Written problem: Return all of the records below line for line without changing anything, and leave out the pictures.

Records from a point annotation dataset:
>>>

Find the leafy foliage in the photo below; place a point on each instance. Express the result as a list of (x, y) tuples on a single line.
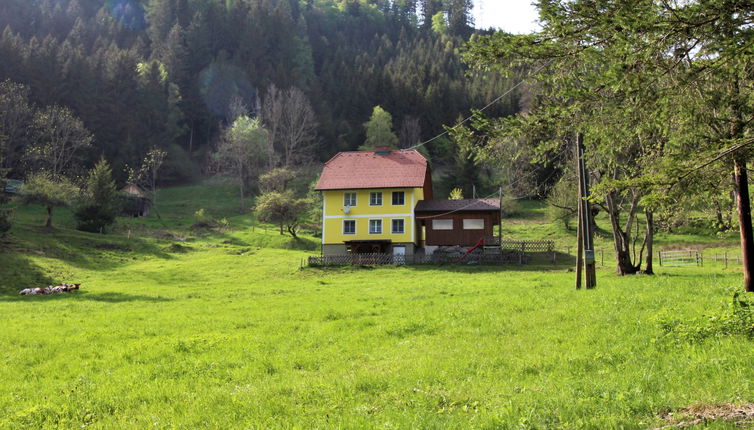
[(282, 208), (45, 189), (379, 130), (736, 319), (99, 204)]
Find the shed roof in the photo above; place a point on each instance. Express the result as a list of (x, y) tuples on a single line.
[(461, 205), (134, 190), (369, 169)]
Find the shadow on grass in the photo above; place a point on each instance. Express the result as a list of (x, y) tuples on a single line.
[(114, 297), (106, 297), (17, 272), (85, 250)]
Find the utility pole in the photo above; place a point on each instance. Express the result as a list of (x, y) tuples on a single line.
[(586, 241), (500, 225)]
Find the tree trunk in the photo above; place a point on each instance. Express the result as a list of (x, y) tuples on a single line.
[(744, 222), (48, 221), (649, 238), (624, 266), (240, 187)]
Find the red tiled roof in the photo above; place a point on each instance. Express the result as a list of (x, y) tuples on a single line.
[(462, 205), (365, 169)]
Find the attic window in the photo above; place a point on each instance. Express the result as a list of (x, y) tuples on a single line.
[(442, 224)]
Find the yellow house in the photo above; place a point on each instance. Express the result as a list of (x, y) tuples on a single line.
[(369, 199)]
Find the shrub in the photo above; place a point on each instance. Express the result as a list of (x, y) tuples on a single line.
[(737, 318), (5, 221), (99, 205), (203, 221)]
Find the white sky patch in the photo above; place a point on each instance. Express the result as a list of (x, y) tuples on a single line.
[(513, 16)]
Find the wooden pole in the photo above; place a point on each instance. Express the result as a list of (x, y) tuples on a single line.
[(580, 229), (744, 222), (500, 225), (588, 234)]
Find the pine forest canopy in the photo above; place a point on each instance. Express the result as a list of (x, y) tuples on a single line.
[(142, 74)]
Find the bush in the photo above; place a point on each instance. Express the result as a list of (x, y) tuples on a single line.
[(99, 206), (202, 221), (510, 206), (94, 218), (737, 319), (562, 203), (5, 223)]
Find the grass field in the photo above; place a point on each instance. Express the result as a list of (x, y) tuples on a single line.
[(181, 329)]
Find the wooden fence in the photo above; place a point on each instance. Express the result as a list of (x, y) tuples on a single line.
[(681, 258), (437, 258), (528, 245)]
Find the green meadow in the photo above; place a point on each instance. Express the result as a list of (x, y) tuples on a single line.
[(181, 328)]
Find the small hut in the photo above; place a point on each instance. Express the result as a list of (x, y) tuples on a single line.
[(136, 203), (458, 222)]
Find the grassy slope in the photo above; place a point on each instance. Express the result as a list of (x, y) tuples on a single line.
[(226, 331)]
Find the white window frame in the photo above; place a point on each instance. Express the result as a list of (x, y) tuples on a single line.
[(468, 221), (392, 230), (370, 226), (347, 200), (392, 198), (435, 227), (354, 226), (371, 199)]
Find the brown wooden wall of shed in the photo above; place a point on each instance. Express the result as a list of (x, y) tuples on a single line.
[(459, 236)]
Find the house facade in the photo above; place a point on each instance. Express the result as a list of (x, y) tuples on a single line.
[(369, 199), (458, 222)]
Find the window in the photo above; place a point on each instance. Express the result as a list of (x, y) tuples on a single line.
[(375, 199), (442, 224), (375, 226), (473, 224), (349, 199), (399, 198)]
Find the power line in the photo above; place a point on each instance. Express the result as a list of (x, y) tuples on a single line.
[(490, 104)]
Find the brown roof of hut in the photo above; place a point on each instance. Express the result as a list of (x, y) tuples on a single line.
[(461, 205), (134, 190)]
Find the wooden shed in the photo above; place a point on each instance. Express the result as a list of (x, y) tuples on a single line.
[(458, 222)]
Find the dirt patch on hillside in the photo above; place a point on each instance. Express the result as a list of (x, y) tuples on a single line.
[(741, 415)]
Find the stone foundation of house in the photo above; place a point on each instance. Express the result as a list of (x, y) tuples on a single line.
[(341, 249)]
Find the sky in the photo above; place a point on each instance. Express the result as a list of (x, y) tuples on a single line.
[(513, 16)]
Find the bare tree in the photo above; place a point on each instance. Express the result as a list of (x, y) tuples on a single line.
[(146, 175), (410, 133), (289, 117), (272, 117), (15, 117), (60, 137), (242, 152)]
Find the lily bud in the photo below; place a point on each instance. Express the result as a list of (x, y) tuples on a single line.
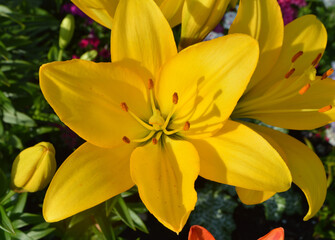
[(33, 168), (66, 31)]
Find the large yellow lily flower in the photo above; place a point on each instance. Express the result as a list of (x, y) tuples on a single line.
[(199, 17), (285, 92), (157, 125)]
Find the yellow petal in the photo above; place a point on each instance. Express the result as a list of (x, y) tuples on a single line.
[(141, 32), (251, 197), (239, 156), (101, 11), (33, 168), (263, 21), (89, 176), (199, 18), (296, 111), (306, 34), (87, 97), (165, 176), (209, 78), (306, 168), (172, 10)]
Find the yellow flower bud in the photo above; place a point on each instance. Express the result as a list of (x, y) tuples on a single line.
[(33, 168), (66, 31)]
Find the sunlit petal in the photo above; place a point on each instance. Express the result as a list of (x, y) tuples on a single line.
[(87, 97), (239, 156), (172, 10), (305, 166), (141, 32), (199, 233), (199, 17), (165, 176), (306, 34), (209, 78), (263, 21), (89, 176)]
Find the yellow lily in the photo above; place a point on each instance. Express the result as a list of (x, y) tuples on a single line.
[(285, 92), (157, 125), (102, 11), (199, 17)]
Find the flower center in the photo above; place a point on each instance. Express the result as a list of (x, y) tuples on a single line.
[(156, 123)]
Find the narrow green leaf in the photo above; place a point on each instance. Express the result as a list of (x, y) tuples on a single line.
[(3, 182), (5, 223), (40, 231), (105, 225), (25, 219), (110, 203), (121, 209), (21, 236), (19, 118)]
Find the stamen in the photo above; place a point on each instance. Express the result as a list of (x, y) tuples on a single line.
[(126, 140), (296, 56), (304, 88), (145, 138), (187, 126), (317, 59), (289, 73), (327, 74), (175, 98), (124, 106), (175, 101), (152, 100), (126, 109), (326, 108), (150, 84)]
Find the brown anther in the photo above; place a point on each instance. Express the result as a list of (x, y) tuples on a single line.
[(317, 59), (187, 126), (326, 108), (296, 56), (125, 139), (289, 73), (124, 106), (304, 88), (175, 98), (327, 74), (150, 84)]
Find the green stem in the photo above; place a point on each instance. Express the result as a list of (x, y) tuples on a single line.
[(60, 54), (10, 194)]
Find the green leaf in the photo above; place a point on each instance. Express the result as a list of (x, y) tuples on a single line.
[(5, 223), (89, 55), (25, 219), (21, 236), (121, 209), (19, 118), (105, 225), (139, 224), (53, 53), (40, 231), (3, 183), (21, 203)]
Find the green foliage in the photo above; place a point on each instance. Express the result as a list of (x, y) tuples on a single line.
[(214, 210)]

<<<

Task result:
Find the leafy foliage in the photo below; place a point on each instance. Express the result as a list of (x, y) tuples on a single line.
[(282, 208), (45, 189), (379, 130), (736, 319), (99, 204)]
Find the shed roof in the photo above; place a point on each instance. Express the result as a list of (x, y) tuples on a single line.
[(461, 205), (134, 190), (369, 169)]
Find the shadow on grass in the photo above; place a point on each instance. Express the result as a list of (x, y) tuples on a single line.
[(114, 297), (106, 297), (17, 272), (85, 250)]
Find the utility pole in the photo above; place a point on each instance. Express the result as a list of (x, y) tuples on a single line.
[(586, 241), (500, 225)]
Find the tree trunk in the photo above; place a point on each instance. Express the result as a list of (x, y) tuples on a single line.
[(744, 222), (48, 221), (649, 238), (624, 266), (240, 187)]
Find the red tiled roof in the photo above; place a point on each instance. Express the result as a list of (x, y) tuples on a single line.
[(462, 205), (365, 169)]
Find the attic window in the photo above; place a point on each instance. Express the result as a list of (x, y) tuples on a single line.
[(442, 224)]
Find the yellow house in the photo above; place a point on each instance. Express the result as a list of (x, y) tuples on a single line.
[(369, 199)]
Find the shrub in the photo above; place a point on each instance. Express the result as a list of (x, y) tuples on a single line.
[(737, 318), (5, 221), (99, 205), (203, 221)]
Find the white sky patch in the photo above; place a point on each instance. Express the result as a list of (x, y) tuples on a single line.
[(513, 16)]
Find the wooden pole in the photo above; place a point on each instance. Express the result as a list of (x, y) tuples on a single line.
[(580, 229), (744, 222), (500, 225), (588, 234)]
Find the pine forest canopy in the photo above; place a point on each instance. Express the result as a list of (x, y) tuples on a single line.
[(142, 74)]
Find the bush in the photo above; place a point on each instance. Express the result as a list of (x, y) tuples on a single line.
[(99, 206), (202, 221), (510, 206), (94, 218), (737, 319), (562, 203), (5, 223)]
Find the grass field in the photo above; place a point on each instance. Express the result as a list of (x, y) tuples on a single line.
[(181, 329)]
Find the wooden fence in the photo above; place a point on each instance. Express the result as a list of (x, y) tuples on a single line.
[(681, 258), (437, 258), (528, 245)]
Find the green meadow in the photo above; place a point on each instance. Express the result as a list of (x, y) tuples on a single line.
[(181, 328)]
Find the small hut in the photo above; place a point on each instance. Express the result as a list of (x, y) tuples on a single line.
[(136, 203), (458, 222)]
Find the grassy slope in the photo above; place a point on each instance. Express the result as a list of (x, y) tuples on a single line.
[(226, 331)]
Find the white window frame in the photo above; place a point on each instance. Express the result as a list of (x, y) tuples on a single line.
[(468, 221), (392, 230), (370, 226), (347, 200), (392, 198), (435, 227), (354, 226), (371, 199)]
Find the brown wooden wall of shed in the photo above; place a point on each instance. Express the result as a list of (x, y) tuples on a single line.
[(459, 236)]
Find the house facade in the photo above; place a point on each instance. Express the result as a list of (x, y) tuples on a single line.
[(369, 199), (458, 222)]
Find the window in the photo above; place a point on each instance. Express the result as a list of (x, y) tuples on a single line.
[(375, 199), (442, 224), (375, 226), (473, 224), (349, 199), (399, 198)]
Find the power line in the photo above; place a point on each instance. Express the result as a list of (x, y) tuples on a single line.
[(490, 104)]
Find the brown roof of hut in the photo above; place a point on each instance. Express the result as a list of (x, y) tuples on a single line.
[(461, 205), (134, 190)]
Find the wooden shed in the photo above; place a point on each instance. Express the result as a list of (x, y) tuples on a single line.
[(458, 222)]
Find the dirt patch on hillside in the photo above; place a point on each instance. Express the result as a list of (x, y) tuples on a single line.
[(741, 415)]
Find the stone foundation of house in the photo above; place a point on each instance. Express the result as a list of (x, y) tuples on a single line.
[(341, 249)]
Find the sky in the photo above; place a point on each instance. Express the result as a list of (x, y) tuples on a single line.
[(513, 16)]
Find the bare tree in the photo above; place a point on each instance. Express the result as a list of (x, y) tuples on a single line.
[(146, 175), (410, 133), (289, 117), (272, 117), (15, 117), (60, 137), (242, 152)]
Find the lily bud in the photo below; place a point on each instance. Express the result as a list of (x, y) tuples on a single line.
[(33, 168), (66, 31)]
Find the large yellow lily flower in the photo above; place a point on each instance. Express the result as a list of (x, y) tuples on a single line.
[(199, 17), (285, 92), (157, 125)]
Find the yellow petal in the photo above; place a point on each instance. Express the result as a list of (x, y) tuples on a single line.
[(141, 32), (251, 197), (239, 156), (101, 11), (33, 168), (263, 21), (89, 176), (199, 18), (296, 111), (306, 34), (87, 97), (165, 176), (209, 78), (306, 168), (172, 10)]
Find the yellow flower bud in the photo above; place a point on each instance. Express the result as a list of (x, y) tuples on a single line.
[(33, 168), (66, 31)]
Find the sunlit petal in the photo above; place a point on each instance. Express the result as a list of (x, y) tuples on a single line.
[(87, 97), (239, 156), (172, 10), (305, 166), (141, 32), (199, 233), (199, 17), (165, 176), (306, 34), (209, 78), (263, 21), (89, 176)]
Find the yellow lily in the photo above; place a point on each instance. Express the result as a list of (x, y) tuples on a single line.
[(285, 92), (157, 125), (102, 11), (199, 17)]
Find the flower center in the photo above; place a point on each instance. Express the result as a list of (x, y) tuples on a single line.
[(156, 123)]
Find the narrow green leaf in the photo above; place a point on each instance. Express the result as a list of (x, y) tuples on a single line.
[(3, 182), (5, 223), (40, 231), (105, 225), (25, 219), (110, 203), (121, 209), (21, 236), (19, 118)]
Find the stamen in the photo above; place a point on each instance. Express the result as a list of (x, y) tuples on a single line.
[(126, 140), (296, 56), (304, 88), (145, 138), (187, 126), (317, 59), (289, 73), (327, 74), (175, 98), (124, 106), (175, 101), (152, 100), (126, 109), (326, 108), (150, 84)]
Find the brown anther in the photo above; place a point on each instance. Express the result as a list of (x, y) tuples on a single line.
[(317, 59), (187, 126), (326, 108), (296, 56), (125, 139), (289, 73), (124, 106), (304, 88), (175, 98), (327, 74), (150, 84)]
Find the green stem in the photo above; place a point on each instance. Express the result as a list of (x, y) tuples on a single line.
[(60, 54), (10, 194)]
Find the green leaf in the photo above; place a point on each instance. Express the result as a list of (x, y) tuples on a single line.
[(5, 223), (89, 55), (25, 219), (21, 236), (121, 209), (19, 118), (105, 225), (139, 224), (53, 53), (40, 231), (3, 183), (21, 203)]
Find the green foliage in the photo above; place a point on each instance. Express the result as a list of (x, y) tuples on a single line.
[(214, 210)]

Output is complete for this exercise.